__What the task asks__
In the copy you make, include no pictures, and transcribe every record exactly.

__Point localization data__

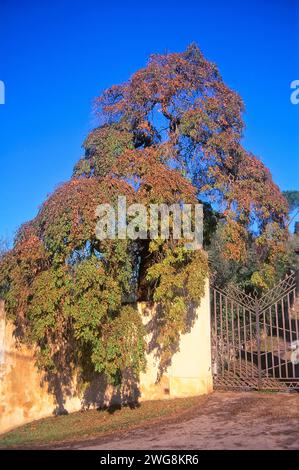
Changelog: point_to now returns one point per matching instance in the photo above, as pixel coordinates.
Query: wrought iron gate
(255, 341)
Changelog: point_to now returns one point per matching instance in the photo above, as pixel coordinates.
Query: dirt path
(225, 420)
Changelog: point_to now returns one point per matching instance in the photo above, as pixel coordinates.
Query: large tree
(170, 134)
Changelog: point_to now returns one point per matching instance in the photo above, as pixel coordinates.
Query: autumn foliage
(171, 133)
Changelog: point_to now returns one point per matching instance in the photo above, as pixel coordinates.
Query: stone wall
(24, 392)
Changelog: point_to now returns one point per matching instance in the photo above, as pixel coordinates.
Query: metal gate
(255, 341)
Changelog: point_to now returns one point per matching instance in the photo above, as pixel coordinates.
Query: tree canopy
(172, 134)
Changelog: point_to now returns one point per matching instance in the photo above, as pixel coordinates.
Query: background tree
(170, 134)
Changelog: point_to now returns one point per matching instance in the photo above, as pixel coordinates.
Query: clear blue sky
(56, 56)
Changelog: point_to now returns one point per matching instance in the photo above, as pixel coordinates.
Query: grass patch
(84, 425)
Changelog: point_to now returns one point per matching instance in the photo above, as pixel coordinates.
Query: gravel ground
(223, 420)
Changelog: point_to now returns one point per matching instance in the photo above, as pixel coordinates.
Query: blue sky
(56, 56)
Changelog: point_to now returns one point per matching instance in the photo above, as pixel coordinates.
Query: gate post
(258, 341)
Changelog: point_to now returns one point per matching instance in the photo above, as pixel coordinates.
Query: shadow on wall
(27, 394)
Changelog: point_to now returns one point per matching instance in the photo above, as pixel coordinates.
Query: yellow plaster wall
(24, 393)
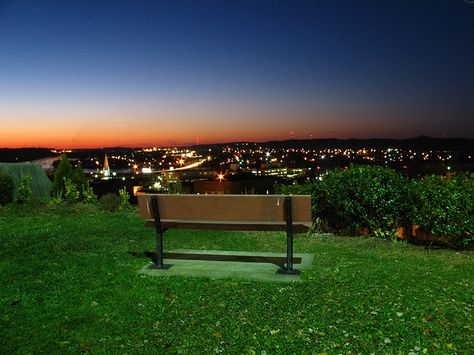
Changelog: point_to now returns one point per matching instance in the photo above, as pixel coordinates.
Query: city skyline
(82, 75)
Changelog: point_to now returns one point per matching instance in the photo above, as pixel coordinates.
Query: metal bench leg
(289, 241)
(159, 236)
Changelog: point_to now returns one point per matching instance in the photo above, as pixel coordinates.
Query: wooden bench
(227, 212)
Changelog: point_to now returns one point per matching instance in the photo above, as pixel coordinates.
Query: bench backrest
(226, 208)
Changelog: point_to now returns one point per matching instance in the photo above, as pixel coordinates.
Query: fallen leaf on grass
(427, 332)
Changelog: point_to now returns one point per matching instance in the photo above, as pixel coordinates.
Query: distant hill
(418, 143)
(40, 184)
(17, 155)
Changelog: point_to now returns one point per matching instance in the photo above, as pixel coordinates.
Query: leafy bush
(445, 206)
(6, 189)
(110, 202)
(124, 198)
(63, 170)
(71, 193)
(88, 195)
(24, 194)
(369, 198)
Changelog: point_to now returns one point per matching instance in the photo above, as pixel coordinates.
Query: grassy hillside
(40, 184)
(70, 285)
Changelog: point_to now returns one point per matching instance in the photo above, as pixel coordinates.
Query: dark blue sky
(88, 73)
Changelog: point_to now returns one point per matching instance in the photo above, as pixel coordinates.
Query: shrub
(71, 193)
(79, 178)
(25, 193)
(445, 207)
(369, 198)
(110, 202)
(88, 195)
(63, 170)
(6, 189)
(124, 198)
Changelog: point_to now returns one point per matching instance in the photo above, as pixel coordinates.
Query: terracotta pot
(404, 233)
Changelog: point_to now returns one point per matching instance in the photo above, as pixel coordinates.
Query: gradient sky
(94, 73)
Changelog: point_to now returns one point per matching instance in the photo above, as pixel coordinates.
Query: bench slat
(236, 226)
(226, 208)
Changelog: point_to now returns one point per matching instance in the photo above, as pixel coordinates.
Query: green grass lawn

__Solution to this problem__
Changelog: point_to now returns one point per matching instance in the photo above, as pixel coordinates.
Query: wrought iron gate
(255, 341)
Changelog: point_to now returns one point per matching instance in the photo above, as pixel coordinates.
Query: dirt path
(225, 420)
Changelog: point_to now returns one point per matching instance in the photo above, as pixel coordinates.
Query: large tree
(170, 134)
Changelog: point_to now returns one point per matching instance in the photo above, as pixel coordinates.
Query: autumn foliage
(171, 133)
Changelog: point_to now returns one point per matching instance in the photo above, as pixel coordinates.
Query: stone wall
(24, 392)
Changelog: point_to now returns one point per matching instance in the photo above, as pixel coordinates.
Query: metal gate
(255, 341)
Changelog: point_to now returns one point per matching instance in the photo above, as pixel coordinates.
Query: tree canopy
(172, 134)
Changelog: point_to now returns one point per matching instance in the photo above, as pixel coordinates.
Query: background tree
(170, 134)
Changelog: point_to now returns one point per matching instance in the photo above, as pixel coordinates.
Query: clear blue sky
(56, 56)
Changelog: point_to now returns one point per matching instance in the photo above, as pixel coordinates.
Query: grass patch
(84, 425)
Changelog: point_to now returns one point per matching instance in the photo above, as pixel coordinates.
Query: gravel ground
(223, 420)
Changelog: point_to now returns one point per matching instance in the photo above, as pixel coordinates.
Query: blue sky
(56, 56)
Changelog: point_to now returns one point per matching instance in the photo above, as pixel coordinates.
Query: gate post
(258, 341)
Changelog: point_to now returns one point per matching instance in the photo above, as pixel coordinates.
Query: shadow on wall
(27, 394)
Changelog: point_to now returns one point per matching instance in the photo above, as pixel coordinates.
Query: yellow plaster wall
(24, 393)
Changelog: point_to now returns one point per matching instance in the photo above, as pixel coordinates.
Query: city skyline
(82, 75)
Changelog: point_to now returns one point per matching instance in the photo above, as pixel coordinates.
Query: metal bench leg
(289, 241)
(159, 236)
Changelog: point_to now returns one point per matching instance in the photo above, as pixel coordinates.
Query: wooden bench
(227, 212)
Changelog: point_to now returns one point per matching instance in the photo above, as pixel coordinates.
Query: bench backrest
(226, 208)
Changelog: point_to now returns one point per matching instance in the photo above, as pixel coordinates.
Query: fallen leaf on grass
(427, 332)
Changelog: point_to now returns one point per matching instance in the photo above, as pixel coordinates.
Query: distant hill
(418, 143)
(40, 184)
(17, 155)
Changelog: point_to now returns one point per matching instance in the photo above, as pixel coordinates.
Query: leafy bush
(445, 206)
(6, 189)
(110, 202)
(124, 198)
(63, 170)
(71, 193)
(88, 195)
(24, 194)
(369, 198)
Changelog: point_to now returns one point per matching instance in the photo above, as pixel coordinates.
Query: grassy hillside
(40, 184)
(70, 285)
Changelog: point_to now returns one point per matching instance in the photo above, as pixel coordinates.
Query: dark blue sky
(88, 73)
Changelog: point_to now returns one point per matching instance in the photo above, as pixel coordinates.
Query: shrub
(71, 193)
(79, 178)
(25, 193)
(445, 207)
(369, 198)
(110, 202)
(88, 195)
(63, 170)
(6, 189)
(124, 198)
Changelog: point_to now returns one point per matching instance in the photo above, as pixel coordinates.
Query: terracotta pot
(404, 233)
Changelog: point_to now returns one point per matching instance in the photo above, as pixel coordinates.
Query: gradient sky
(94, 73)
Changelog: point_to now returns one point per matching instance in the photo above, as pixel coordinates.
Query: bench slat
(236, 226)
(226, 208)
Changelog: point_to now returns one point per matching instance in the photo above, as pixel coordinates.
Query: green grass lawn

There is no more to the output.